## [What you need to do]
Rewrite the material starting at the line that contains "[seg] <item>electrical outlet</item>" and ending at the last line of the material, keeping every line, requests included. Scale each vertex coordinate in the answer outlines by 0.95 and round to the nearest whole number, with halves rounded up, but leave all other numbers, including the sample outputs, unchanged.

## [Working data]
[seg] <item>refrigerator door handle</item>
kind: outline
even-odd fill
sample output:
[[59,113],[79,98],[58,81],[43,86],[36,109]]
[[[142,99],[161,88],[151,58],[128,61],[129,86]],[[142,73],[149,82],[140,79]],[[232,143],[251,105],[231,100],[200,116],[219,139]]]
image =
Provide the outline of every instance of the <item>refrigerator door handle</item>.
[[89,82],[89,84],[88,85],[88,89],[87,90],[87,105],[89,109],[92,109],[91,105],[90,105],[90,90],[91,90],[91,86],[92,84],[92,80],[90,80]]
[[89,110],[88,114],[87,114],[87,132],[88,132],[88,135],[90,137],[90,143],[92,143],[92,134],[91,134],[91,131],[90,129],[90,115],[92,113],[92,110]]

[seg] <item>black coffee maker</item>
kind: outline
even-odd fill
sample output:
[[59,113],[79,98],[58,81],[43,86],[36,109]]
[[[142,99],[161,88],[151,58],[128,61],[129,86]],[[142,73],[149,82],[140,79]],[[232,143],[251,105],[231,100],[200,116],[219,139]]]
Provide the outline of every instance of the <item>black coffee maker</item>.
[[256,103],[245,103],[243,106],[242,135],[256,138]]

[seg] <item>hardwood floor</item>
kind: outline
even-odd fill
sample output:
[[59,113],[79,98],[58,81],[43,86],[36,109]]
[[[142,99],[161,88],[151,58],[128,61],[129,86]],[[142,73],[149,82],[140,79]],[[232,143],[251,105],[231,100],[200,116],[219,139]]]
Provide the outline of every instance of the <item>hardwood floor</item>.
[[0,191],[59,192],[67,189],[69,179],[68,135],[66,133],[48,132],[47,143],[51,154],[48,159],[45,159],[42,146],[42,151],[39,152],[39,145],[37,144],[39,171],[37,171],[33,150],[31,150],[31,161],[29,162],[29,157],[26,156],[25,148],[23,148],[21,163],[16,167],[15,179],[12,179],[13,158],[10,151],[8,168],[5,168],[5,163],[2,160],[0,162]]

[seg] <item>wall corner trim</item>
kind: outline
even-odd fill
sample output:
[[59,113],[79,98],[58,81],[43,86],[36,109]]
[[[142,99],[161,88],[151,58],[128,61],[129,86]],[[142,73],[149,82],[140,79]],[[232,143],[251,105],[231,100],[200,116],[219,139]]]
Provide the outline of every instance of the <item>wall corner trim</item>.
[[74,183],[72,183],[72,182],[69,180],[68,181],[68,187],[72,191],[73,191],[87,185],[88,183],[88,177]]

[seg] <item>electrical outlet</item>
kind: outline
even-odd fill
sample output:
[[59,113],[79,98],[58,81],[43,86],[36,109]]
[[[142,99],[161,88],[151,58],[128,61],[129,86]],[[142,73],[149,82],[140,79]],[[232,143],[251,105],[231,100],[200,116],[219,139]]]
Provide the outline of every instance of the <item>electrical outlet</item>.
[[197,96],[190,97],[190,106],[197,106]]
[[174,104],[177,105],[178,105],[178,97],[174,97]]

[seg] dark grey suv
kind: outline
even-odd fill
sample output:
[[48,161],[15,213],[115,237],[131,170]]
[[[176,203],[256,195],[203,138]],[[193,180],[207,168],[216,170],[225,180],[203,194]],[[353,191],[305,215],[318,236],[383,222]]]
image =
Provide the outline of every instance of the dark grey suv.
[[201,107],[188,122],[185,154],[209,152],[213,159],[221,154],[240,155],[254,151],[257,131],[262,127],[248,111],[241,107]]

## [Full response]
[seg] <item>electrical outlet</item>
kind: outline
even-odd fill
sample output:
[[59,113],[79,98],[58,81],[43,86],[36,109]]
[[[142,99],[161,88],[151,58],[128,61],[129,86]],[[142,73],[149,82],[140,79]],[[232,143],[251,105],[231,100],[200,116],[219,139]]]
Provide the outline of every instance of the <item>electrical outlet</item>.
[[187,91],[181,92],[181,101],[187,101]]
[[165,99],[168,100],[169,100],[169,92],[165,92]]

[seg] dark grey suv
kind: outline
even-odd fill
sample output:
[[48,161],[15,213],[115,237],[131,170]]
[[[176,203],[256,195],[203,138]],[[193,180],[207,168],[216,170],[225,180],[203,194]],[[353,191],[305,215],[318,236],[383,222]]]
image =
Provide the outline of every instance of the dark grey suv.
[[191,102],[179,116],[176,146],[199,144],[202,151],[210,146],[228,147],[241,143],[244,124],[249,121],[236,105],[229,102]]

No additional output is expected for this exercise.